** STATED TASK **
Copy all of the records below line for line, with no changes, and leave out the pictures.

[Records from a data source]
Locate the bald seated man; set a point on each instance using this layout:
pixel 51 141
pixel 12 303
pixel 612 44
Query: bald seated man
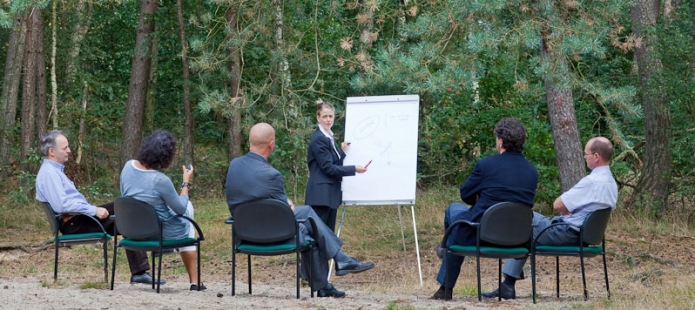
pixel 595 191
pixel 251 178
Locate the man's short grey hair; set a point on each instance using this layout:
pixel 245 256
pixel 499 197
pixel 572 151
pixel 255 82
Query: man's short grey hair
pixel 48 141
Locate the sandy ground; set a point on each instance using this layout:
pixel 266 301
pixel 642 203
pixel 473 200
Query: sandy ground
pixel 28 293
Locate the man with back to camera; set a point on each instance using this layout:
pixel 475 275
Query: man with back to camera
pixel 250 178
pixel 54 188
pixel 593 192
pixel 507 176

** COMPLETED TASK **
Locate the bald seated man; set a point on each instance using this layout:
pixel 51 141
pixel 12 303
pixel 612 44
Query: bald seated man
pixel 595 191
pixel 251 178
Locate the man's short grey hair; set a point on each instance using this layout:
pixel 245 256
pixel 499 197
pixel 572 151
pixel 255 82
Query: man's short grey hair
pixel 48 141
Locate the sandy ground; set a point on each instance using this layout:
pixel 266 301
pixel 642 203
pixel 473 200
Query: sandy ground
pixel 28 293
Locate the man with back to camera; set a point on each instance using this layout:
pixel 475 275
Query: man with back to camera
pixel 250 178
pixel 54 188
pixel 593 192
pixel 507 176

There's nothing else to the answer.